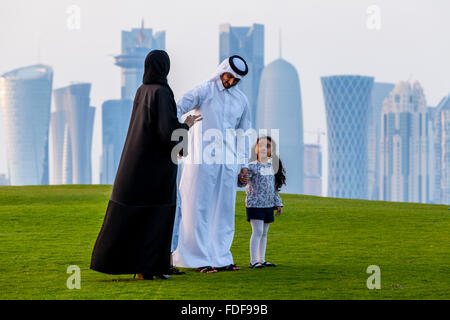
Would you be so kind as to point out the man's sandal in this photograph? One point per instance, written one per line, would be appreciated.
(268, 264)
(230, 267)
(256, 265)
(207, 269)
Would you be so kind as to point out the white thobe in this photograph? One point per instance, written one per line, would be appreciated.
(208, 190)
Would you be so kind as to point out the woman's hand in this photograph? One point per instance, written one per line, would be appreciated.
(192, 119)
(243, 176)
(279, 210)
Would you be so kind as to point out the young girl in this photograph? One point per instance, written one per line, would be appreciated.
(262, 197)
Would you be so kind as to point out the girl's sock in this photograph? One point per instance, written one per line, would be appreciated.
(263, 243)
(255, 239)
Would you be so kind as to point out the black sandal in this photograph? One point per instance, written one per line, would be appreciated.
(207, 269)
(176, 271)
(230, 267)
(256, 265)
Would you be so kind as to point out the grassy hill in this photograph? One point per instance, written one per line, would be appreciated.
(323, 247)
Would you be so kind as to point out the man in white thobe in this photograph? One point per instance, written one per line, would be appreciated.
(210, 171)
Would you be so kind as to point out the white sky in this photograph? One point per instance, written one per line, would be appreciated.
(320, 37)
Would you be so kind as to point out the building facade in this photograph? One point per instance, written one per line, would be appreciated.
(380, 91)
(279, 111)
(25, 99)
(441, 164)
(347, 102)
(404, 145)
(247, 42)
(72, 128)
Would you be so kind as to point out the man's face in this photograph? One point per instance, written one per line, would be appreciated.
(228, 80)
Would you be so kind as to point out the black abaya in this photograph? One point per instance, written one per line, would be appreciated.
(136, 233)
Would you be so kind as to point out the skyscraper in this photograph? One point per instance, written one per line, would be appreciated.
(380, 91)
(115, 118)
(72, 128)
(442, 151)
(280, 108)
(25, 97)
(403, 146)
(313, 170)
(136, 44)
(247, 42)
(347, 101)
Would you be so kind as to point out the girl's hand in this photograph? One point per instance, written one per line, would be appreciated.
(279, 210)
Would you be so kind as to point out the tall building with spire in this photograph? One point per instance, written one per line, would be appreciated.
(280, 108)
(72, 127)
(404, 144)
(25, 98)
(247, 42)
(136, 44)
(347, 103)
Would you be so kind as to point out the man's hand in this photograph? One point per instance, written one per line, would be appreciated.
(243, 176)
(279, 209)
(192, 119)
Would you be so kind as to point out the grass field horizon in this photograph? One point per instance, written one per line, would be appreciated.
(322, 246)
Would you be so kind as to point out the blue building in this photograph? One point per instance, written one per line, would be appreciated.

--

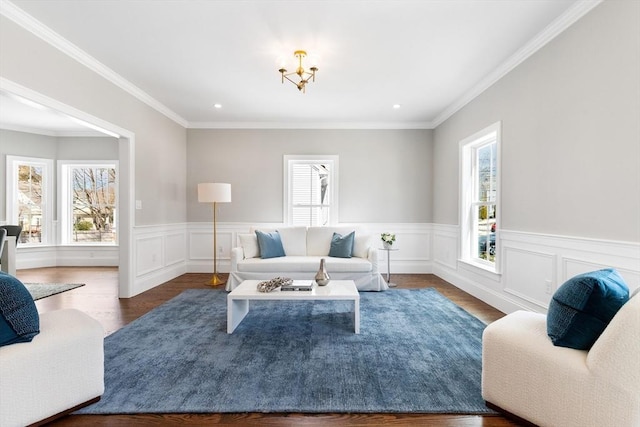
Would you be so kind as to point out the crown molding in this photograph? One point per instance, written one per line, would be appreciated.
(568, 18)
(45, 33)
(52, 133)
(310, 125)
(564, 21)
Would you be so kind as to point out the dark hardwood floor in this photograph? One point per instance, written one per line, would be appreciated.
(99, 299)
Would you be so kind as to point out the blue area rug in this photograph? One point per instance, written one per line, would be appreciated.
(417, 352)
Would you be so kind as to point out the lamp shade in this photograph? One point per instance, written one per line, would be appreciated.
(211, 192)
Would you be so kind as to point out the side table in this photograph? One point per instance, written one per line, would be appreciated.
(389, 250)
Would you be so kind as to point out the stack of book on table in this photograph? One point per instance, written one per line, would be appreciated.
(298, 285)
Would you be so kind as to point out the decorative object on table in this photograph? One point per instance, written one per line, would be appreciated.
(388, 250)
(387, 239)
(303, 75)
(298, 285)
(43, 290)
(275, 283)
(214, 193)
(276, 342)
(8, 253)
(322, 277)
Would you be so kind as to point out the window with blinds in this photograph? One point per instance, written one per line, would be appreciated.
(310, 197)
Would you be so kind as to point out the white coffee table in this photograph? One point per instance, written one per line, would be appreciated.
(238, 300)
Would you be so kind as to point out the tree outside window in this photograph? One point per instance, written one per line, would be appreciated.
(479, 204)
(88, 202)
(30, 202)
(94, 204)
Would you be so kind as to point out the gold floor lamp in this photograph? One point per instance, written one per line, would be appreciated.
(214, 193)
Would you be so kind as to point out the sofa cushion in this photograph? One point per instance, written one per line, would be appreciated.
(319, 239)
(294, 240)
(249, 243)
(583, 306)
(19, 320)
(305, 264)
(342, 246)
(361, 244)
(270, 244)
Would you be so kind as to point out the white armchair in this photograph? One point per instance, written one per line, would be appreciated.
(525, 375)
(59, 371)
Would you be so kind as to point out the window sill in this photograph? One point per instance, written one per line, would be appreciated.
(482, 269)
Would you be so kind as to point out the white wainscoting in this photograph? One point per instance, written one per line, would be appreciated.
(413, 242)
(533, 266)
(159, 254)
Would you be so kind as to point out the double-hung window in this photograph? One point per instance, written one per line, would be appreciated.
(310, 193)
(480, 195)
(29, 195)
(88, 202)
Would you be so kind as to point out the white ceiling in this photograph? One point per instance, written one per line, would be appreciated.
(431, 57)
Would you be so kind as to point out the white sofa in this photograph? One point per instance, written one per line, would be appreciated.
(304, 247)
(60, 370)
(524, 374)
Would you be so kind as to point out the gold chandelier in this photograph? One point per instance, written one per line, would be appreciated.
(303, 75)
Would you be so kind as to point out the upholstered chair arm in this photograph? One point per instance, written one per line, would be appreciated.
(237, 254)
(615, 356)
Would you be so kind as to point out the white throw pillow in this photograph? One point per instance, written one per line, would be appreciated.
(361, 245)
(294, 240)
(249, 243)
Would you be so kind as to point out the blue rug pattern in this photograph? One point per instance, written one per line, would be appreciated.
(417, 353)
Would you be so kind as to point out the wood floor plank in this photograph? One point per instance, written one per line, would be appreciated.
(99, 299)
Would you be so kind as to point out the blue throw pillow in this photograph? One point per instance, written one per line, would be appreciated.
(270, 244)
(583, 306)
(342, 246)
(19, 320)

* EXERCISE OBJECTIVE *
Count the lines of the material above that contain the string "pillow", treating case as significant, and reply with only that number.

* THE REPLY *
2